*** 任务材料

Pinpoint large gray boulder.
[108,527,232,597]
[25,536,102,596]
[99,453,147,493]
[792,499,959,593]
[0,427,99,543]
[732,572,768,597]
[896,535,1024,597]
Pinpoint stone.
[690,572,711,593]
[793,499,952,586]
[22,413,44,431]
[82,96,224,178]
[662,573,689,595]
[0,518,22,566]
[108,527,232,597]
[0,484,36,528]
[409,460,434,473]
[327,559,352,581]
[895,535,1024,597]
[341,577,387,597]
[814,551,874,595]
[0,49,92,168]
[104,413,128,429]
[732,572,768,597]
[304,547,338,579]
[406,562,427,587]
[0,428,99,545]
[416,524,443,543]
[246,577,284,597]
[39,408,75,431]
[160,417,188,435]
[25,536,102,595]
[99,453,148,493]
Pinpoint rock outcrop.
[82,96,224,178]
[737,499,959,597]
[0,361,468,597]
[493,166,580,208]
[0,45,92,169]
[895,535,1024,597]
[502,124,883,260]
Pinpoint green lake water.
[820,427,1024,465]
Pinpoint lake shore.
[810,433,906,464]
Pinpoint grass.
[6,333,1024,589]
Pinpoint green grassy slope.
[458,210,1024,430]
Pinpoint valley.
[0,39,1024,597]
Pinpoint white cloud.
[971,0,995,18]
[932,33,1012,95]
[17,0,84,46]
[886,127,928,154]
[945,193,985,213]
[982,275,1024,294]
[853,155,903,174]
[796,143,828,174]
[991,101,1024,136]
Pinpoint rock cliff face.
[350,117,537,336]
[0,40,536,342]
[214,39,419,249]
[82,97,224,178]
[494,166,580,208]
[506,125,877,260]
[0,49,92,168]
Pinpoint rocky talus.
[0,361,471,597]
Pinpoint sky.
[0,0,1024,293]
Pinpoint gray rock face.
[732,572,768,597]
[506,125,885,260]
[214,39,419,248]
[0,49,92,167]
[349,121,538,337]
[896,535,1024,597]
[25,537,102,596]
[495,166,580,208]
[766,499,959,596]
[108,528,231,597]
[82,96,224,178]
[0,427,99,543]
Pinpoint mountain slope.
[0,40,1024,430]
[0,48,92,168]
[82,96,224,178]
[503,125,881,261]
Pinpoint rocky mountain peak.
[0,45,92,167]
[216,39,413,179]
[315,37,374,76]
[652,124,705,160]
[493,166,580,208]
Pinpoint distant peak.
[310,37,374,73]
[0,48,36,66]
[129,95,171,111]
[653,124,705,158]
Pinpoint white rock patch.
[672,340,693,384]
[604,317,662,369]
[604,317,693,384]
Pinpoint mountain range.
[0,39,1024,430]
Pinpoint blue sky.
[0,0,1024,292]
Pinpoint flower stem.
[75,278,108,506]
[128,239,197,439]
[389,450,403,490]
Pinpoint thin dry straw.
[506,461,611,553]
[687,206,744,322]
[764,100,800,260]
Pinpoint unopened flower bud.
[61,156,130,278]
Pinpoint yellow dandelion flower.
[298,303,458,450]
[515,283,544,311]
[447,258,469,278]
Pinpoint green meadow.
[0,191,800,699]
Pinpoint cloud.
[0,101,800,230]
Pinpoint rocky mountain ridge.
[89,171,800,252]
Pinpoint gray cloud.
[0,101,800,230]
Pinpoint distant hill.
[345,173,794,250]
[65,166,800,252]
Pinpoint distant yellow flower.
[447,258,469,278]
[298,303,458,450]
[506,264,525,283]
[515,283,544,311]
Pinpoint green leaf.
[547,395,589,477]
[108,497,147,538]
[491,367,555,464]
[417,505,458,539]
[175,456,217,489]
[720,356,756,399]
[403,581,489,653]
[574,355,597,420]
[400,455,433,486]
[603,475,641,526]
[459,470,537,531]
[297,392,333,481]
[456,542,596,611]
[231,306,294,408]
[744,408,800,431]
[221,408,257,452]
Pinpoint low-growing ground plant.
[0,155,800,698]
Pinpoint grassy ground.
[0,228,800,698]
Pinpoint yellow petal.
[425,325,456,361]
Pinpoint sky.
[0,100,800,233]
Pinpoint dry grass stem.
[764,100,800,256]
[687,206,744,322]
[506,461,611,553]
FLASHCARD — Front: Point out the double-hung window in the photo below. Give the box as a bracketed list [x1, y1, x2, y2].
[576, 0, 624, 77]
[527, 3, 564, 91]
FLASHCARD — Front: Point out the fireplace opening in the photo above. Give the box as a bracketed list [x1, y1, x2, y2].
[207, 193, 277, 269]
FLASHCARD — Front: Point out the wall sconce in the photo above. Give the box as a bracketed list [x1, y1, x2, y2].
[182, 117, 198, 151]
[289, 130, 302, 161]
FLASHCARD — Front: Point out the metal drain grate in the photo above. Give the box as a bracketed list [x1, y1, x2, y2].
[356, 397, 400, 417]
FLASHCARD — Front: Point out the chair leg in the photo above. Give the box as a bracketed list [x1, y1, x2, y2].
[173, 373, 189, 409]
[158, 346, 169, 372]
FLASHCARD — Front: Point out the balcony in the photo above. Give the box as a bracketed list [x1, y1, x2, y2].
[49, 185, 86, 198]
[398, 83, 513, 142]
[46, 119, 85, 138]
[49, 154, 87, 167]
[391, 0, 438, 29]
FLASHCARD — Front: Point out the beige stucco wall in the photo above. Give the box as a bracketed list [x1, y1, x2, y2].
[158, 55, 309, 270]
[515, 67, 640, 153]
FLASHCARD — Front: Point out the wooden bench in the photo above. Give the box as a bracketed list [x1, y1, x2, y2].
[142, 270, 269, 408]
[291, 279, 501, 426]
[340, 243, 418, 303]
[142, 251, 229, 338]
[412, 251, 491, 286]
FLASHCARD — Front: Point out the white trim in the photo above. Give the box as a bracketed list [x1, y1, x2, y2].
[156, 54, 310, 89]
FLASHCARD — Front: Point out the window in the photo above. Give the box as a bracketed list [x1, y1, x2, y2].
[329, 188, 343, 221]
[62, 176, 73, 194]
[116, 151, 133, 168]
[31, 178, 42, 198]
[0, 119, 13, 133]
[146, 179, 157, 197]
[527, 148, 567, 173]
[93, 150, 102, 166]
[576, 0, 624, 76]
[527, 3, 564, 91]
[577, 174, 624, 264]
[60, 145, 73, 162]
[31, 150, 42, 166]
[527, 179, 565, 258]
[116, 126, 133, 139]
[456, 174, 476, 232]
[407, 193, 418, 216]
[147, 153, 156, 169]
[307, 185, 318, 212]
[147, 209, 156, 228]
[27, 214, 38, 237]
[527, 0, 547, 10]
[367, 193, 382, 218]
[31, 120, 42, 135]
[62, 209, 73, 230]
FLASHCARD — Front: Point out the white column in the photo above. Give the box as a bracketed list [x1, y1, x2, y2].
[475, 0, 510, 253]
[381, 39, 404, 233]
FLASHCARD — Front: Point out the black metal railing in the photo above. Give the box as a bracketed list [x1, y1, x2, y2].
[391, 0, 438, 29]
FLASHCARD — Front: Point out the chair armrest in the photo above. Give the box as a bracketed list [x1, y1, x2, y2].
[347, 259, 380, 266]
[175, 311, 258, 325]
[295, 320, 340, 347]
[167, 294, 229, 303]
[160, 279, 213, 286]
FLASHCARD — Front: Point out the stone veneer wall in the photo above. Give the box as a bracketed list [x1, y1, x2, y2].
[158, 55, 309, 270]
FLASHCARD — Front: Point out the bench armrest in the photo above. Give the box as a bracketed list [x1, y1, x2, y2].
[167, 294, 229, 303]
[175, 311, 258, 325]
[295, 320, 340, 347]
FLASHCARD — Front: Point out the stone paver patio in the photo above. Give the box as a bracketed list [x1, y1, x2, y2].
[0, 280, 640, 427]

******

• **任务说明**: 将上面记录中从含有“Pinpoint dry grass stem.”的那一行到含有“[356, 397, 400, 417]”的那一行（首尾两行均包括在内）转换成 JSON 字符串列表，每行对应一个字符串，空行略去。

• **任务输出**:
[
  "Pinpoint dry grass stem.",
  "[764,100,800,256]",
  "[687,206,744,322]",
  "[506,461,611,553]",
  "FLASHCARD — Front: Point out the double-hung window in the photo below. Give the box as a bracketed list [x1, y1, x2, y2].",
  "[576, 0, 624, 77]",
  "[527, 3, 564, 91]",
  "FLASHCARD — Front: Point out the fireplace opening in the photo above. Give the box as a bracketed list [x1, y1, x2, y2].",
  "[207, 193, 277, 269]",
  "FLASHCARD — Front: Point out the wall sconce in the photo above. Give the box as a bracketed list [x1, y1, x2, y2].",
  "[182, 117, 198, 151]",
  "[289, 130, 302, 161]",
  "FLASHCARD — Front: Point out the metal drain grate in the photo above. Give the box as a bracketed list [x1, y1, x2, y2].",
  "[356, 397, 400, 417]"
]